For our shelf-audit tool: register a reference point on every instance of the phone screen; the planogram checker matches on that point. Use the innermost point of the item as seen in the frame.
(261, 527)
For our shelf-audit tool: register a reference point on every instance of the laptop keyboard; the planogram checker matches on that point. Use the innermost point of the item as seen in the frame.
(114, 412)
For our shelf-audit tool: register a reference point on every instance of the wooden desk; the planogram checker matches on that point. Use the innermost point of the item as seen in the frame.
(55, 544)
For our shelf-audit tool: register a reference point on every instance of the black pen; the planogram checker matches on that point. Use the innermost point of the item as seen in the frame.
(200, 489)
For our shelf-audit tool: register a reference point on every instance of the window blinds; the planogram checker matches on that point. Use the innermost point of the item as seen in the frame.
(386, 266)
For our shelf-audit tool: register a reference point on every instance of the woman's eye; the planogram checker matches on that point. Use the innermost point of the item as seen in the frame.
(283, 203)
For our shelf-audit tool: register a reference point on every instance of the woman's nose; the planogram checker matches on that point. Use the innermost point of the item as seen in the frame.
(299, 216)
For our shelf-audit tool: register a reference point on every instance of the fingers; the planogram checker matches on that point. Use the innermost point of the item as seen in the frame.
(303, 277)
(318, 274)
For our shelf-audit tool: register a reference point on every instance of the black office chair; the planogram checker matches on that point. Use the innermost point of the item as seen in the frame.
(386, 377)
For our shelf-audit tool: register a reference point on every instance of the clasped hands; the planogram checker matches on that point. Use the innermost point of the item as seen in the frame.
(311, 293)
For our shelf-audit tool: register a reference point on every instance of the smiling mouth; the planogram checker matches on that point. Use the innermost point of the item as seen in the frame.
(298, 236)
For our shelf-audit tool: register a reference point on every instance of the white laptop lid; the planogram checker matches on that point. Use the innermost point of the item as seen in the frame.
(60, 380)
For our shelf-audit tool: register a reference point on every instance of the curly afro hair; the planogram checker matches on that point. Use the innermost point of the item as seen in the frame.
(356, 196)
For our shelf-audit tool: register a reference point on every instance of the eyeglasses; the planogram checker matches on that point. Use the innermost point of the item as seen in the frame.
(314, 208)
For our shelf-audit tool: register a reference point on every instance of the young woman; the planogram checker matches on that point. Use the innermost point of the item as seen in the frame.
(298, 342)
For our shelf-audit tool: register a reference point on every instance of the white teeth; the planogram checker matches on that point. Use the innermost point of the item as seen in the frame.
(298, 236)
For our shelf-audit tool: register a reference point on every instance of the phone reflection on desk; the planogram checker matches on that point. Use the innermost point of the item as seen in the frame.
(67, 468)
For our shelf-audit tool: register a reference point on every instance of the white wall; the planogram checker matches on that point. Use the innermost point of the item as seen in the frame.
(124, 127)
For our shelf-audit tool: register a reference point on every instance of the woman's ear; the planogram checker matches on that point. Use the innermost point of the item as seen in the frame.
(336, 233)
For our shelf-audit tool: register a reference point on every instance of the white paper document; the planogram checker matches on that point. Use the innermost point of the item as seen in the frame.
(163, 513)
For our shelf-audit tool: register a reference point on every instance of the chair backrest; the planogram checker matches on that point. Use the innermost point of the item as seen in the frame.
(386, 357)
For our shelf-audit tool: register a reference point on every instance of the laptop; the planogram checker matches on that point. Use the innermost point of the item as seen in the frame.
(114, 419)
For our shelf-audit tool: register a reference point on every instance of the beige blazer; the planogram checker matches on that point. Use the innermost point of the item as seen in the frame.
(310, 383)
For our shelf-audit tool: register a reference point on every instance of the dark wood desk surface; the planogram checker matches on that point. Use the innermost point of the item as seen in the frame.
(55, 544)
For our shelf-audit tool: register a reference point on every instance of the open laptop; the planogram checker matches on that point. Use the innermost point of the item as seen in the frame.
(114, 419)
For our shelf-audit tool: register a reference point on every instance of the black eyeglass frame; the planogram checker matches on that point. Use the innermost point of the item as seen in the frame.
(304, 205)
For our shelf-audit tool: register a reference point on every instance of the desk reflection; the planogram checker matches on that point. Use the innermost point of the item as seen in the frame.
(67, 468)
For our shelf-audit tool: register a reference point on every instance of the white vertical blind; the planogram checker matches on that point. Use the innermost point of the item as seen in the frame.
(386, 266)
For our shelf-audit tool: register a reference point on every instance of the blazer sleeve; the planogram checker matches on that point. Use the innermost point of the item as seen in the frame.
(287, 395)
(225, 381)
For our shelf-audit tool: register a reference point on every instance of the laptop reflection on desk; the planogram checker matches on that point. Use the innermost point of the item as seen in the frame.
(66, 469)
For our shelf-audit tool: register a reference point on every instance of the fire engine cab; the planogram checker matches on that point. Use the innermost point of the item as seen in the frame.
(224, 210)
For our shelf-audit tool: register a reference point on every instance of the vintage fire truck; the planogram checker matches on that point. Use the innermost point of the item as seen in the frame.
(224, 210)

◆ EXERCISE GOAL:
Exactly reproduce every record.

◆ COMPLETE RESPONSE:
For our shelf-audit tool: register a reference point on every instance of the phone screen; the planogram checker matches on that point. Use the innermost point of the item as seen in the frame.
(261, 527)
For our shelf-audit tool: register a reference point on every instance of the laptop keyboard; the planogram checker matches on that point. Use the innermost point of the item as seen in the frame.
(114, 412)
For our shelf-audit tool: register a reference point on every instance of the wooden desk; the planogram checker matches on that point. Use the innermost point of the item as seen in the frame.
(55, 544)
For our shelf-audit tool: register a reference point on every instance of the black pen; the planogram checker matches on that point. Use the innermost point of the item as seen in the frame.
(200, 489)
For our shelf-audit tool: register a reference point on every instance of the window blinds; the planogram checker matches on that point. Use the innermost point of the item as seen in the frame.
(386, 266)
For our shelf-audit tool: register a reference point on every instance of the woman's eye; the planogram checker matches on that point. Use the innermost point of the item as seen in the frame.
(283, 203)
For our shelf-audit tool: register a reference point on every instance of the woman's nose; the planogram checker matches on that point. Use the innermost point of the item as seen in the frame.
(299, 216)
For our shelf-audit tool: register a reference point on every instance of the fingers; the planogram checker matches on that point. Use the innermost point of the item as seen in the frame.
(303, 277)
(318, 274)
For our shelf-audit tool: register a reference point on every instance of the black office chair; the planogram checker matches on that point. Use the innermost point of the item as seen in the frame.
(386, 377)
For our shelf-audit tool: register a reference point on every instance of the clasped hands; the planogram checker matches on that point. Use the innermost point of the item as seen in the frame.
(311, 293)
For our shelf-audit tool: register a reference point on every instance of the smiling mouth; the planogram checker matches on that point. Use the innermost point of the item as seen in the frame.
(298, 236)
For our shelf-audit tool: register a reference point on every instance of the white laptop lid; the planogram checker matches on that point. Use the innermost point of the item as seen in the frame.
(60, 380)
For our shelf-audit tool: register a reference point on every instance of the curly afro hair; the planogram checker matches on that point. Use the innermost point of the item as seen in the frame.
(356, 196)
For our shelf-audit tool: register a reference point on every instance of the eyeglasses; the planogram checker matches on that point. Use the innermost point of the item as seen in the frame.
(314, 208)
For our shelf-audit tool: register a reference point on every instance of the young woman; the planogram checker matches on that point. Use the innermost point of the item as seen in the frame.
(298, 342)
For our shelf-audit tool: register a reference point on every instance of the white teeth; the planogram checker matches on that point. Use the innermost point of the item as seen in the frame.
(298, 236)
For our shelf-audit tool: register a reference point on every instance of the phone reflection on desk; the planogram checker matches on that point. Use the innermost point of the item as seen in the frame.
(67, 468)
For our shelf-audit tool: register a reference point on every instance of the white wall; the planogram checker matches on that point. Use the innermost point of the item as seen in the frame.
(124, 127)
For our shelf-audit tool: register a reference point on every instance of the woman's ear; the planogram checker matches on that point. Use the innermost point of the item as seen in the frame.
(336, 233)
For our shelf-audit tool: register a reference point on every instance of the white paper document; the planogram checker matches on that point. Use the innermost point of the item as seen in the frame.
(163, 513)
For our shelf-audit tool: register a reference point on every instance of the chair backrest; the planogram checker matches on that point. Use the innermost point of the item as seen in the frame.
(386, 357)
For our shelf-audit tool: register a reference point on every instance of the laptop; the planogram checker matches on that point. Use the innermost point of the item as seen in the frame.
(114, 419)
For our shelf-audit tool: register a reference point on every instance of the beige blazer; the planogram checker matches on that point. Use the innermost point of the item as seen in the frame.
(310, 383)
For our shelf-audit tool: register a reference point on every instance of the dark wood desk surface; the planogram checker matches on that point. Use the innermost point of the item as seen in the frame.
(55, 544)
For our shelf-audit tool: register a reference point on every instance of the open laptop; the planogram checker matches on that point. Use the innermost point of the item as seen in the frame.
(114, 419)
For our shelf-audit tool: register a reference point on every instance of the black eyeglass frame; the planogram checker matches on that point. Use the innermost point of the item as seen in the frame.
(304, 205)
For our shelf-audit tool: register a reference point on every instance of the desk reflection; the planogram checker matches on that point. Use the innermost point of the item as seen in the frame.
(67, 468)
For our shelf-audit tool: register a reference point on every instance of the white vertical blind; the planogram checker matches on that point. Use the innermost point of the item as seen in the frame.
(386, 266)
For our shelf-audit tool: register a reference point on every instance of the blazer sleeve; the planogram checker matches on that point. Use the innermost point of the item as seen in the frame.
(287, 395)
(225, 381)
For our shelf-audit tool: register a reference point on every instance of the laptop reflection on desk; the planogram checker matches on that point. Use the innermost point of the item as seen in the frame.
(66, 469)
For our shelf-audit tool: register a reference point on every instance of the fire engine cab; the planogram checker matches on that point. Use the innermost point of the item as seen in the frame.
(224, 210)
For our shelf-audit tool: register a reference point on every instance of the vintage fire truck; the planogram checker matches on that point. Use the innermost point of the item as seen in the frame.
(224, 210)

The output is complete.